[Point labeling dataset excerpts]
######

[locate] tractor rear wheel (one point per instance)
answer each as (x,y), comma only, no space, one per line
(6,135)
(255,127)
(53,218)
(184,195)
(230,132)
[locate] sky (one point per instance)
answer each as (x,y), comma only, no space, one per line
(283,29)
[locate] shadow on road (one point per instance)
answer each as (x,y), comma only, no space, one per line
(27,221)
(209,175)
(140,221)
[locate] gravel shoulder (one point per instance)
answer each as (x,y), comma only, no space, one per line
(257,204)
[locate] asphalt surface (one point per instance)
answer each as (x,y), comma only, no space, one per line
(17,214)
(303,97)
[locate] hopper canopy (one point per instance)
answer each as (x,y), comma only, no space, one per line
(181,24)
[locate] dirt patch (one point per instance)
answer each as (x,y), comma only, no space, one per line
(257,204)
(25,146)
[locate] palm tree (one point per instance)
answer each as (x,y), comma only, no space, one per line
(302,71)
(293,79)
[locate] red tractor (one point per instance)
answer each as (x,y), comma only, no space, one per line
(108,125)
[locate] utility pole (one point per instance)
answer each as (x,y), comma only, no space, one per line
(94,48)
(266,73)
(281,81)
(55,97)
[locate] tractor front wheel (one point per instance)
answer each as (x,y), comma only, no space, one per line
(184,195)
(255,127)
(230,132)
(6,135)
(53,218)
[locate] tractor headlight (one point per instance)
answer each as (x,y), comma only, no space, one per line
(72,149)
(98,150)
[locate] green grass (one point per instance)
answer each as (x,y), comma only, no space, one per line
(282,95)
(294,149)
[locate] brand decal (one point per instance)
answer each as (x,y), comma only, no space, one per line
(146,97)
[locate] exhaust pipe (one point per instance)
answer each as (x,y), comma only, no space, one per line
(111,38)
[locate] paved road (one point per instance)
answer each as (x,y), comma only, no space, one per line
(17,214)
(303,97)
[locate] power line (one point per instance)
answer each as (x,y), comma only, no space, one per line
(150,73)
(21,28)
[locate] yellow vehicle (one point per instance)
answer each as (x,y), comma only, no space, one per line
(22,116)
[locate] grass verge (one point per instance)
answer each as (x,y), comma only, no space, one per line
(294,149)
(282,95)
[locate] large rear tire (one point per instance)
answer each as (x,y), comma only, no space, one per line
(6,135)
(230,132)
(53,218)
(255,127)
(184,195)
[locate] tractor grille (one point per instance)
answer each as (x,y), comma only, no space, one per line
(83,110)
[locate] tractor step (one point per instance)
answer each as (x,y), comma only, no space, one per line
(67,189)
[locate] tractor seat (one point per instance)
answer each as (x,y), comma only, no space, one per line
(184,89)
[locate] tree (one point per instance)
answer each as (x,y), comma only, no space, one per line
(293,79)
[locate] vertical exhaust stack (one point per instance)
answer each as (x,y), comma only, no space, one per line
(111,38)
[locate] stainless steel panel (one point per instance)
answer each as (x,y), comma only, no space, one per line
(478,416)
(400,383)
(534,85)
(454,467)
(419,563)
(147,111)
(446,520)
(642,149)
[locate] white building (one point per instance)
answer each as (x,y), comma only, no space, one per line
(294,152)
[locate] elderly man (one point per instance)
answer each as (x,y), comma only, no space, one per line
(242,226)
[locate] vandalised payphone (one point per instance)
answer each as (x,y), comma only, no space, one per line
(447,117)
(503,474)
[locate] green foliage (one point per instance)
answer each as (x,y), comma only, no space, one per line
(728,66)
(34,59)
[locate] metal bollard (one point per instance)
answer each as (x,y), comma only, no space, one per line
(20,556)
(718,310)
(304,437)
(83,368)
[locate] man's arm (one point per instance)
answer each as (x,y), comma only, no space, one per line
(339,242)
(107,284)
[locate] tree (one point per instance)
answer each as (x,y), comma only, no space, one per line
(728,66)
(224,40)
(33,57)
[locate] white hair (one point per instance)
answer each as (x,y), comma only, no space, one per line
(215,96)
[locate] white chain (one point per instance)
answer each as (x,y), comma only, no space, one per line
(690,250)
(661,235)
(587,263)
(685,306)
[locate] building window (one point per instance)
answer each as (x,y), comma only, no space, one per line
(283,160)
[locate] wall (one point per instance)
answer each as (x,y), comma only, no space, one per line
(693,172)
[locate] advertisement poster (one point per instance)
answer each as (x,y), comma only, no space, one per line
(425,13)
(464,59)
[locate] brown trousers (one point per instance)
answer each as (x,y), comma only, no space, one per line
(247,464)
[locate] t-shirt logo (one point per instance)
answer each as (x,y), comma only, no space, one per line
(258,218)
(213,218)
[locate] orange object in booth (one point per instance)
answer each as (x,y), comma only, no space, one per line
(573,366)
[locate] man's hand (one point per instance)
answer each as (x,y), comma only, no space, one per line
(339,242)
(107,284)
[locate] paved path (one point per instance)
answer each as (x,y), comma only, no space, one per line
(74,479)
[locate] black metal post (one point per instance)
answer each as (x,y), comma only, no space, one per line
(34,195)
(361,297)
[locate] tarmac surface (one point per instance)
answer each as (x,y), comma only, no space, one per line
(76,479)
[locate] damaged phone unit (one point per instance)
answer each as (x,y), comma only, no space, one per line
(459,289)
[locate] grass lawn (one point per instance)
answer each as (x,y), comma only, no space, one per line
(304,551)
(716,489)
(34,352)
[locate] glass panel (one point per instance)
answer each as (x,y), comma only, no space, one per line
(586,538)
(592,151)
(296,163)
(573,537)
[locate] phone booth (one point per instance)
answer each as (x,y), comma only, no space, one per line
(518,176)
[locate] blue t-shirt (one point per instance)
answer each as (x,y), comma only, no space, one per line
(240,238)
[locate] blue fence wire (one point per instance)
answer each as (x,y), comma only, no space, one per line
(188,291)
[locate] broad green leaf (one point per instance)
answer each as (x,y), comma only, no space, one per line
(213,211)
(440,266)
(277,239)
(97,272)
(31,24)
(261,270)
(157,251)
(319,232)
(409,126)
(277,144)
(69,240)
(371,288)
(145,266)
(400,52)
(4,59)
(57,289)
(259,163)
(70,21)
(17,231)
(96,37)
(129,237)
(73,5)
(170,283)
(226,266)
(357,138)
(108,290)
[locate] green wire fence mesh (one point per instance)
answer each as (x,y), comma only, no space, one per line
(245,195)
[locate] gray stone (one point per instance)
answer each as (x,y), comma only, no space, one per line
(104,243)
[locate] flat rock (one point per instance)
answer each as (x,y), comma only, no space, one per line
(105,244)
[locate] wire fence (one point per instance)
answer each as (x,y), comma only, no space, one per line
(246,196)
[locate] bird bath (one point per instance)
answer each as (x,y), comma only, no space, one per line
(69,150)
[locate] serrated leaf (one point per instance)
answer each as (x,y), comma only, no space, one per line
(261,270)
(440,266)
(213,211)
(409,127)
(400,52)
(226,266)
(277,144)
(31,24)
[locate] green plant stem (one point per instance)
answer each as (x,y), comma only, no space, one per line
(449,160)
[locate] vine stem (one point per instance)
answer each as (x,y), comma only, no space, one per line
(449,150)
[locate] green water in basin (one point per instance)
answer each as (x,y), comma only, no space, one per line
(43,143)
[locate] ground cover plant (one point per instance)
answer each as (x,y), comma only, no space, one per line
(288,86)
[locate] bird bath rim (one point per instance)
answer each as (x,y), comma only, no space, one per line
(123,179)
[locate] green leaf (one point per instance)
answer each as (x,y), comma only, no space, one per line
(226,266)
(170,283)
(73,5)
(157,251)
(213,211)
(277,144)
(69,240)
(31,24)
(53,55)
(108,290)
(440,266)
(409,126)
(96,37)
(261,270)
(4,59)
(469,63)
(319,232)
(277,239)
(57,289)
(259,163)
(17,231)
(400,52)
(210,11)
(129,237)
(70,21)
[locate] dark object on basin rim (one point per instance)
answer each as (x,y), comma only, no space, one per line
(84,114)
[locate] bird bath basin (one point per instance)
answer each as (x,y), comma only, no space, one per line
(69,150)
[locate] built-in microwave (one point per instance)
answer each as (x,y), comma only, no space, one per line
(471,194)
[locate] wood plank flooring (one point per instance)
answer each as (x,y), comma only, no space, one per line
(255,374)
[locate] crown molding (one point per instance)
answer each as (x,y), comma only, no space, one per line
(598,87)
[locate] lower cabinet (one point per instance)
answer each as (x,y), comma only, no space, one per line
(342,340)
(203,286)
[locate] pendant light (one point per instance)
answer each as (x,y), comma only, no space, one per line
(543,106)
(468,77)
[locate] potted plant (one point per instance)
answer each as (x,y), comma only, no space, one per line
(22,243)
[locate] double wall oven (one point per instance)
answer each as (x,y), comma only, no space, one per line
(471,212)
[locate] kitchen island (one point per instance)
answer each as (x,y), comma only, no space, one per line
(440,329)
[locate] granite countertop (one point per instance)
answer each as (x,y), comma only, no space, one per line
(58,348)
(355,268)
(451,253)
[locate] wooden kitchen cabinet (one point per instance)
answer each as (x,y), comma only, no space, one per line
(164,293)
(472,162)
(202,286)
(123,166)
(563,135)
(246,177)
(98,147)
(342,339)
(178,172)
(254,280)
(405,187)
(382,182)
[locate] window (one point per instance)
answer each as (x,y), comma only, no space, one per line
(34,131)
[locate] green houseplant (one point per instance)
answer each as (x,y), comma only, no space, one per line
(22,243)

######

[Task brief]: Repeat exactly the lines above, starting with the line that contains "[locate] pendant light" and ending with the last line, both included, and nothing else.

[Right answer]:
[locate] pendant light (one point per instance)
answer each as (x,y), comma only, no space, one per line
(543,106)
(468,77)
[locate] potted plant (one point per instance)
answer each as (x,y), comma only, no space, one per line
(22,243)
[locate] double wall oven (one point per instance)
answer each as (x,y), comma only, no space, one per line
(471,212)
[locate] kitchen island (one point per instance)
answer each as (x,y), comma only, no space, one per line
(440,329)
[locate] granite countertop (one point per instance)
answer each as (x,y), comma only, no space, one per line
(58,348)
(355,268)
(451,253)
[locate] wooden kitchen cabinet (one point per instance)
answer each as (x,y), comma only, no space, one per line
(164,293)
(472,162)
(202,286)
(123,166)
(563,135)
(246,177)
(98,147)
(342,339)
(178,172)
(254,280)
(405,187)
(382,182)
[locate] window (one point per instance)
answer each as (x,y), comma only, no space, one per line
(34,131)
[locate] green houseplant (one point per instance)
answer each as (x,y), comma only, no space, one per line
(22,243)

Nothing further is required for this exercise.